━━━━━ Records for the task
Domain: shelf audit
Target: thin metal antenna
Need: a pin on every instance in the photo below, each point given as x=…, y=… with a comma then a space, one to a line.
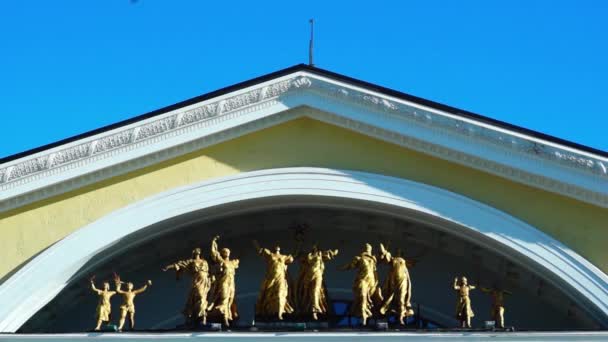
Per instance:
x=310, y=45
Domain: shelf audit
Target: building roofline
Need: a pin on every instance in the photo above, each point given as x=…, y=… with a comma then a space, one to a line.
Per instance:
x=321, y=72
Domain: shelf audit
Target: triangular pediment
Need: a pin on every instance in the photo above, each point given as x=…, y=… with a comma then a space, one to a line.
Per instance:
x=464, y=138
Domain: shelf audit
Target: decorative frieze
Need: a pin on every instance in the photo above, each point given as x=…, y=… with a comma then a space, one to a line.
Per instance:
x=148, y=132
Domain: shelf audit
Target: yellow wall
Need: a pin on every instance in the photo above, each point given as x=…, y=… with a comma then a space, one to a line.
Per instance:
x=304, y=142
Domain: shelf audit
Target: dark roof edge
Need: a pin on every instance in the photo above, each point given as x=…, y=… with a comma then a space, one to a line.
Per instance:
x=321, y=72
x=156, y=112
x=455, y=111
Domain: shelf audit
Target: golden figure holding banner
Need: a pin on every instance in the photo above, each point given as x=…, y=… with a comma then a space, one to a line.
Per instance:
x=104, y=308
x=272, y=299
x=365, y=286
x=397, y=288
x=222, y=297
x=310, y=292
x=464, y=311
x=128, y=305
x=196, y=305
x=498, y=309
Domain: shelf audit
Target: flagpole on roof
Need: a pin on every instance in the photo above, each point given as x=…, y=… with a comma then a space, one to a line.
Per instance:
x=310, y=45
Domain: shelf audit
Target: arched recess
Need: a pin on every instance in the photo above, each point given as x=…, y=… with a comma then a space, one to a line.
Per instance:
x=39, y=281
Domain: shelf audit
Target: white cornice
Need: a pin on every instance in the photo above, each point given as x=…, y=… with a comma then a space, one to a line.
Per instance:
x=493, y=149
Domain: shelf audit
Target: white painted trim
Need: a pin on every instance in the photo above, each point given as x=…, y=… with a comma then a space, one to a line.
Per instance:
━━━━━━━━━━
### [Goal of the exercise]
Rewrite the material from its first line through the line containing "x=493, y=149", keeping the requests, and multiply every coordinate in the answers by 2.4, rounding to whole numbers with halves rounded up. Omit the pictures from your reproduction.

### [Exercise solution]
Domain: shelf audit
Target: thin metal antenna
Need: a pin on every instance in the photo below, each point given as x=…, y=… with a comma then a space, one to a line.
Per instance:
x=744, y=108
Domain: shelf audit
Target: building roofline
Need: a pin on every instance in the photo above, each point given as x=…, y=… with a comma then a space, one to a line.
Per instance:
x=770, y=173
Domain: shelf audit
Target: triangular pediment
Need: a pin on every instance in the photo above, each point given as x=…, y=… with a comma then a space, one to a line.
Per instance:
x=1114, y=331
Domain: shelf audit
Target: decorative frieze
Need: a pin on every instance in the photo above, each point given as x=…, y=… with a comma then a space, one to a line.
Per instance:
x=355, y=317
Domain: shelf audit
Target: yellow wall
Need: a pin on every instance in the photo above, each point given as x=…, y=… with a comma then a space, one to a line.
Per instance:
x=730, y=341
Domain: shelf audit
Target: dark roof edge
Need: a pin on every instance in the photo above, each point given as x=…, y=… with a comma then a space, one to a line.
Per instance:
x=770, y=173
x=374, y=269
x=1092, y=266
Domain: shelf audit
Target: golden figure holding banner
Need: a pin on every instance in the photo above, each point given as x=…, y=… with a comma then a space, one to a line.
Per instance:
x=250, y=739
x=653, y=718
x=876, y=686
x=953, y=691
x=533, y=713
x=744, y=701
x=1114, y=746
x=307, y=732
x=470, y=732
x=1195, y=742
Domain: shelf audit
Target: flagpole on roof
Need: a pin on every instance in the photo above, each point given as x=…, y=… with a comma then a space, one to a line.
Per instance:
x=744, y=108
Domain: shelf audit
Target: arched recess
Need: a pin on every instance in the photo above, each point given as x=…, y=… with a comma then a space, one to a line.
Per instance:
x=94, y=674
Domain: shelf audit
Target: white cornice
Need: a pin on every instance in the photo above, each point given as x=…, y=… with a comma then a space, one to a line.
Per instance:
x=1183, y=358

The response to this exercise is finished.